Please copy out every line from the start up to and including the line with "x=451, y=189", shifting each answer coordinate by adding 86 to both its x and its y value.
# # # # #
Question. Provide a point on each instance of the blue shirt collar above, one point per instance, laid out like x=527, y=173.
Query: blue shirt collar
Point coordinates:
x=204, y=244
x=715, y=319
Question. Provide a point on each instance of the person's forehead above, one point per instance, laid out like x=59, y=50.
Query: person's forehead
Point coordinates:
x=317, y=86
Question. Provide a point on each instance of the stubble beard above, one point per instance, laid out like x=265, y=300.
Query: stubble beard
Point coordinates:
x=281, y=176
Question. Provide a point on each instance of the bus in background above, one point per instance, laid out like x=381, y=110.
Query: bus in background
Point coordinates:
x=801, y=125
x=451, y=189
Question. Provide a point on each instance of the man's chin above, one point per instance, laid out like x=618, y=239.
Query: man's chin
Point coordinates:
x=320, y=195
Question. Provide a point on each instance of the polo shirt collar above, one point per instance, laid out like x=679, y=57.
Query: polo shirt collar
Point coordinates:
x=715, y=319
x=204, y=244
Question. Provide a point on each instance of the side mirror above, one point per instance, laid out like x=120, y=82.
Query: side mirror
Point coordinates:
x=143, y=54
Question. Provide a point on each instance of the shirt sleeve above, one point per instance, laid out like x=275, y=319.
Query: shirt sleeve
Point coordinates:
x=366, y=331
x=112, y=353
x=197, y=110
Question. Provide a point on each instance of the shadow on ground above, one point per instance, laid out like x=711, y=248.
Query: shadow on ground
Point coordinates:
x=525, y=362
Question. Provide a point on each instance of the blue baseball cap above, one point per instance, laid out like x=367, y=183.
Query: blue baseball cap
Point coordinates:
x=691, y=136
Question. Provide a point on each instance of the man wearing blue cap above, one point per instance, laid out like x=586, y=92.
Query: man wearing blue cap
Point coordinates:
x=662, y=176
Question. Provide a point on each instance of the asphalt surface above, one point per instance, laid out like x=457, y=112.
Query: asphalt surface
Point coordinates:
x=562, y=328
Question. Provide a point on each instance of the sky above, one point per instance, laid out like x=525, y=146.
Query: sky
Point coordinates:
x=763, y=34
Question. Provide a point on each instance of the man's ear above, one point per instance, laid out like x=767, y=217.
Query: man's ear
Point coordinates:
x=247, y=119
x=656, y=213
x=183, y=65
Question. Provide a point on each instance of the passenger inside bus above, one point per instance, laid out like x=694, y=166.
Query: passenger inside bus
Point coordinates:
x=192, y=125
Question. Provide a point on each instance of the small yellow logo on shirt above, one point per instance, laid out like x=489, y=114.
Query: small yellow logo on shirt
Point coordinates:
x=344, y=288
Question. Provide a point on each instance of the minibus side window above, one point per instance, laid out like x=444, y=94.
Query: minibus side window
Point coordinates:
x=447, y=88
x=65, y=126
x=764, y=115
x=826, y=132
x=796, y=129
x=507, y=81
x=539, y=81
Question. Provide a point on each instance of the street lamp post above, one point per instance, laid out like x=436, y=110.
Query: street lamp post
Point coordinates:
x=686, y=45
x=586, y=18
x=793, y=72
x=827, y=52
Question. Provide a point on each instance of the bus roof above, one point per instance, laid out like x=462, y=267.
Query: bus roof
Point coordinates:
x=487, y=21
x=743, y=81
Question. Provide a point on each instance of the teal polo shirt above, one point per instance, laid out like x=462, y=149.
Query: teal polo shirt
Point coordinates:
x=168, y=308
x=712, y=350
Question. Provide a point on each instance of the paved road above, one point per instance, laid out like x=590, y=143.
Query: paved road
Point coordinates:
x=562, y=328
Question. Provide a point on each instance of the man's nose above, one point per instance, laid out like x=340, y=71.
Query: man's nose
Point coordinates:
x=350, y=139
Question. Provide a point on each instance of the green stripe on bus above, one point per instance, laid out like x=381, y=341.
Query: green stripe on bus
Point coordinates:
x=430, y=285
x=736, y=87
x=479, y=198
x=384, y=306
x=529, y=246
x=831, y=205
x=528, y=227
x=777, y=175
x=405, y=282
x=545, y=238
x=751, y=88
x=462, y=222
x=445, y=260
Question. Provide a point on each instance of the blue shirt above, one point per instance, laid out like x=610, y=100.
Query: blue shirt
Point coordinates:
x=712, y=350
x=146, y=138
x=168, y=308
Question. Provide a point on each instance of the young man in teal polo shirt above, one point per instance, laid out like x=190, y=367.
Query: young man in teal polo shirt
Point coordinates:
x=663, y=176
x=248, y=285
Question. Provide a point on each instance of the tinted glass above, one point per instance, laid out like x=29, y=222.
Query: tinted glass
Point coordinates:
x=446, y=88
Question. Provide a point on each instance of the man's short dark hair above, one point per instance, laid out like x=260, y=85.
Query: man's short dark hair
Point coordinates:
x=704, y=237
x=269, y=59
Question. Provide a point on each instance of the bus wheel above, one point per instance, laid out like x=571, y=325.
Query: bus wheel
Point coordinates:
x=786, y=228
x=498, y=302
# # # # #
_The output_:
Question. Provide a point on each instance of the blue shirt collar above, one point per instance, laid out like x=527, y=173.
Query: blue shirt collar
Point coordinates:
x=290, y=330
x=801, y=405
Question. Provide a point on each instance of the person's forehead above, one point per instance, laid out like x=59, y=50.
Query: person's forehead
Point coordinates:
x=403, y=172
Question. Provide a point on each instance of the stubble beard above, one point per instance, laid out like x=265, y=300.
Query: stubble beard
Point coordinates:
x=367, y=262
Question. Provide a point on each instance of the bus in background above, one point per instance, laid out like x=381, y=110.
Query: bus in background
Point coordinates:
x=887, y=211
x=537, y=275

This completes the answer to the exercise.